Sweet piece Chika...i am not a woman beater, i dont intend to be one wen i get married.
there are some things you are not telling us... why is he always beating you? how have you tried to correct dis? did you ever talked abt it at his quiet time? you remember is he is banker?-#office pressure during work hour#
there some persons who have suffered worse in the past but they are still there happy!
there is somebody on earth your husband fear so much and respects, you would have reported him to that person for proper caution. this may have solved your problem
my go back to your man...He is your man! wish all the best!

Anonymous said...

What is this one saying? Ode

Anonymous said...

Hahahahaahahaha. Mad man

Anonymous said...

Chike ike stop lying. You pushed the man to the edge, pls tell ur fans the whole story. You were sleeping around. Your were committing adultery with a senator and so on. Shameless girl

Anonymous said...

All of u that want to hear from the husbands side, do u want 2 ask y he beat her or if he did at all?
No matter wat a woman does, no man shld raise his hands against her, it is inexcusable.
I don't believe Chika wld come out publicly and lie.
If she was cheating on him, he shld have sent her packing not to beat her.
Only weak men beat women. Men with complex issues and feel their women are better than dem so beatin is a way to humble her.
STOP THE VOILENCE MEN!!!

Anonymous said...

My wife, my husband this that. Spiritual Congeal will not allow you to abstain. Abstinence is the best way to avoid all this grammar.

Anonymous said...

Try and sleep alone for one week to avoid violence

Anonymous said...

SLOT?? Isnt that where I got my Blackberry? :S

Dem Mama said...

Wtf!! This person must be on really very cheap drugs cos nothing he said here makes sense walahi.

Anonymous said...

I DONT SUPPORT VIOLENCE BUT THERE IS NO SMOKE WITHOUT FIRE.SOME WOMEN CAN BE CRUEL AND ANNOYING AND IT TAKES SUPERHUMAN EFFORT TO RESTRAIN FROM HITTING THEM. FOR EXAMPLE,WHAT WOULD YOU DO IF YOUR WIFE IS TONGUE LASHING YOU AND AS YOU WISH TO WALK AWAY,SHE HOLDS ON TO YOU AND STARTS HITTING YOU, YET CRYING THAT YOU ARE THE ONE BEATING HER?WHAT DO YOU DO IF YOUR WIFE WIFE COMES HOME LATE IN SKIMPY WEARS AND WHEN YOU ASK WHERE SHE WENT TO,SHE ASKS YOU TO GO TO HELL. WHAT WOULD YOU DO IF YOUR WIFE/GIRLFRIEND SPITS ON YOUR SOUP?.
IT TAKES SUPERHUMAN EFFORT TO RESIST HITTING A WOMAN IN THESE CIRCUMSTANCES.
AND LINDA,FOR YOUR INFORMATION IT IS NOT ONLY MEN THAT HIT WOMEN. I ONCE HAD A GIRLFRIEND WHO HIT ME WITH EVERY CONCEIVABLE OBJECT -STONE,BLOCKS,BROOM,UMBRELLA,STOOLS ETC,YET WENT ABOUT TELLING PEOPLE THAT I WAS THE ONE HITTING HER.
JASPER

Nonstic said...

I have always said it! When ur boy friend slap you the
First time! My advice to you an to wake, because after that an beating go follow! Moo that thing no be love!! Love my foot . Bb

Anonymous said...

Cock nd bull stories pls stop fucking around with men nd plan a good marital lifepls *dear*

Anonymous said...

Forgotten about domestic violence? Your middle name must be Stupid!

Anonymous said...

*Collected data:*
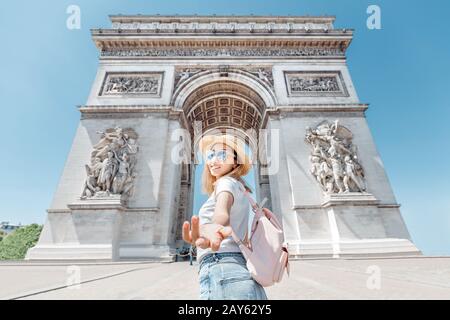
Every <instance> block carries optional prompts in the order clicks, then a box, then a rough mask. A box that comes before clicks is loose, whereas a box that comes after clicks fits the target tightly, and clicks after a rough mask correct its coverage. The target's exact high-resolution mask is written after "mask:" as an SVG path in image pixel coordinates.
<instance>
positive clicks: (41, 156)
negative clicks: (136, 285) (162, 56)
mask: <svg viewBox="0 0 450 320" xmlns="http://www.w3.org/2000/svg"><path fill="white" fill-rule="evenodd" d="M72 4H75V5H78V6H79V7H80V9H81V29H80V30H68V29H67V28H66V19H67V17H68V16H67V14H66V9H67V7H68V6H69V5H72ZM370 4H376V5H378V6H379V7H380V8H381V19H382V22H381V23H382V25H381V26H382V29H381V30H369V29H367V27H366V19H367V16H368V15H367V13H366V9H367V7H368V5H370ZM449 10H450V2H448V1H445V0H442V1H438V0H433V1H432V0H428V1H414V2H412V1H399V0H396V1H392V0H391V1H376V0H374V1H363V0H361V1H357V0H353V1H349V0H342V1H335V0H331V1H320V0H311V1H300V0H299V1H283V0H277V1H245V0H239V1H235V0H227V1H211V0H210V1H112V0H108V1H106V0H105V1H100V0H96V1H92V0H91V1H87V0H71V1H62V0H54V1H44V0H41V1H21V0H16V1H8V2H6V1H2V3H1V4H0V35H1V37H0V39H1V40H0V41H2V46H1V48H2V49H1V50H0V61H1V62H0V63H1V77H0V97H1V98H2V100H1V103H2V105H1V106H2V125H1V126H0V130H1V136H2V137H3V139H2V144H3V149H2V150H3V151H2V153H1V155H2V156H1V157H0V165H1V168H2V170H3V174H2V183H1V184H0V203H1V204H0V220H1V221H10V222H11V223H19V222H21V223H23V224H26V223H32V222H38V223H43V222H44V219H45V215H46V212H45V210H46V209H47V207H48V206H49V204H50V202H51V199H52V196H53V193H54V191H55V189H56V186H57V184H58V180H59V177H60V175H61V173H62V171H63V167H64V164H65V161H66V158H67V155H68V152H69V150H70V147H71V143H72V140H73V138H74V134H75V130H76V126H77V124H78V122H79V116H80V115H79V113H78V111H77V110H76V106H77V105H80V104H84V103H85V102H86V99H87V96H88V94H89V91H90V87H91V85H92V81H93V80H94V76H95V73H96V68H97V58H98V53H97V50H96V48H95V46H94V44H93V43H92V41H91V39H90V32H89V29H90V28H97V27H103V28H106V27H109V26H110V24H109V20H108V15H109V14H118V13H122V14H137V13H141V14H156V13H160V14H176V13H178V14H194V13H197V14H214V13H215V14H236V15H239V14H255V15H270V14H272V15H288V14H291V15H307V14H308V15H335V16H336V22H335V26H336V27H338V28H351V29H355V35H354V40H353V42H352V44H351V46H350V48H349V50H348V52H347V56H348V67H349V70H350V73H351V76H352V78H353V82H354V84H355V87H356V90H357V92H358V95H359V97H360V100H361V101H362V102H364V103H370V107H369V110H368V111H367V113H366V115H367V120H368V122H369V125H370V127H371V130H372V134H373V137H374V139H375V142H376V144H377V148H378V151H379V153H380V155H381V158H382V159H383V161H384V165H385V168H386V171H387V174H388V177H389V179H390V182H391V184H392V187H393V189H394V193H395V195H396V198H397V201H398V202H399V203H400V204H401V205H402V206H401V212H402V214H403V217H404V219H405V221H406V224H407V226H408V228H409V231H410V233H411V235H412V238H413V241H414V242H415V243H416V244H417V246H418V247H419V248H420V249H422V250H423V252H424V253H426V254H430V255H437V254H446V255H448V254H450V236H449V233H450V200H449V199H450V192H449V191H450V187H449V184H450V170H449V159H450V150H449V147H450V144H449V142H448V138H449V137H450V126H449V120H450V108H449V101H450V99H449V91H450V80H449V79H450V78H449V75H450V41H449V39H450V34H449V31H448V26H447V21H448V11H449Z"/></svg>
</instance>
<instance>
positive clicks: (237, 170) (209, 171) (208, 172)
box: [202, 144, 252, 195]
mask: <svg viewBox="0 0 450 320" xmlns="http://www.w3.org/2000/svg"><path fill="white" fill-rule="evenodd" d="M226 145H227V146H228V147H230V148H231V149H233V148H232V147H231V146H229V145H228V144H226ZM233 151H234V159H235V160H236V159H237V152H236V150H234V149H233ZM244 170H245V169H244V165H243V164H240V163H238V164H237V166H236V168H234V169H233V170H231V171H230V172H228V173H227V174H225V175H223V176H221V177H226V176H230V177H233V178H235V179H237V180H238V181H240V182H242V184H243V185H244V187H245V189H247V190H248V192H250V193H251V192H252V190H251V188H250V187H249V186H248V184H247V183H246V182H245V180H244V179H242V175H243V173H244ZM221 177H219V178H221ZM216 181H217V178H216V177H215V176H213V175H212V174H211V171H210V170H209V168H208V166H207V165H206V163H205V166H204V168H203V175H202V190H203V192H204V193H207V194H208V195H210V194H211V193H213V192H214V185H215V184H216Z"/></svg>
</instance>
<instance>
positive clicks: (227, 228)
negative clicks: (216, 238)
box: [219, 227, 232, 239]
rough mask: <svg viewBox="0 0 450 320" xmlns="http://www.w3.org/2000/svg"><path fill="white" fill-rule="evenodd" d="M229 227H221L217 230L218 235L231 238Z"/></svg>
mask: <svg viewBox="0 0 450 320" xmlns="http://www.w3.org/2000/svg"><path fill="white" fill-rule="evenodd" d="M231 231H232V230H231V227H223V228H222V229H220V230H219V233H220V234H221V235H222V237H223V238H224V239H225V238H228V237H229V236H231Z"/></svg>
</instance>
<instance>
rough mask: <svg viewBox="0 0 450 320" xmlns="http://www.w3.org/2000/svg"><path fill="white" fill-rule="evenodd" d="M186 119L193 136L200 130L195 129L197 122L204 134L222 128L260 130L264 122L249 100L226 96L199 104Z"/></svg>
mask: <svg viewBox="0 0 450 320" xmlns="http://www.w3.org/2000/svg"><path fill="white" fill-rule="evenodd" d="M186 118H187V120H188V123H189V125H190V128H189V130H190V131H191V134H194V130H195V131H196V130H199V129H200V128H198V127H195V129H194V124H195V122H197V123H201V130H202V132H205V131H206V130H209V129H212V128H220V127H235V128H240V129H243V130H248V129H258V128H260V126H261V122H262V114H261V113H260V111H259V110H258V109H257V108H256V107H255V106H253V105H252V104H251V103H250V102H249V101H248V100H246V99H243V98H241V97H238V96H231V95H225V94H223V95H220V96H215V97H211V98H209V99H205V100H202V101H201V102H199V103H197V104H196V105H195V106H194V107H192V108H190V110H189V112H187V113H186Z"/></svg>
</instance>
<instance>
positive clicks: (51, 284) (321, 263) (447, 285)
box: [0, 257, 450, 300]
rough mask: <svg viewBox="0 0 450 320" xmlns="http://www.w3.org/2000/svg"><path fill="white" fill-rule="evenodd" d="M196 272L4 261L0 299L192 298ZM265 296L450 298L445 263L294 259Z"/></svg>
mask: <svg viewBox="0 0 450 320" xmlns="http://www.w3.org/2000/svg"><path fill="white" fill-rule="evenodd" d="M197 269H198V266H197V264H196V263H195V262H194V265H193V266H190V265H189V262H176V263H157V262H148V261H142V262H116V263H113V262H110V263H107V262H103V263H93V262H89V263H88V262H84V263H81V262H80V263H78V264H77V265H76V266H75V264H74V263H72V264H67V263H57V262H53V263H51V262H45V263H44V262H42V263H37V262H3V263H0V283H1V284H2V285H1V286H0V299H164V300H166V299H198V284H197ZM377 274H379V275H380V277H379V279H380V281H379V282H377V278H376V277H377ZM77 279H80V282H81V284H80V285H78V286H77V285H72V286H68V284H69V285H70V284H73V283H77ZM377 284H379V288H378V287H377ZM266 292H267V296H268V297H269V299H300V300H303V299H306V300H311V299H313V300H316V299H450V257H402V258H401V257H398V258H373V259H308V260H297V261H292V262H291V276H290V277H289V278H288V277H285V278H284V279H283V281H282V283H280V284H277V285H275V286H272V287H269V288H266Z"/></svg>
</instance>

*TO DO:* Summarize the comment thread above in three sentences. The records have no connection to the text that precedes them.

*ANSWER TO THIS EXERCISE:* Commenters respond to Chika's account of being beaten by her husband. Some advise her to report him to someone he respects or to go back to him, and one accuses her of committing adultery with a senator. Others insist that no man should ever hit a woman, while one commenter argues that some women provoke such violence and that women also hit men.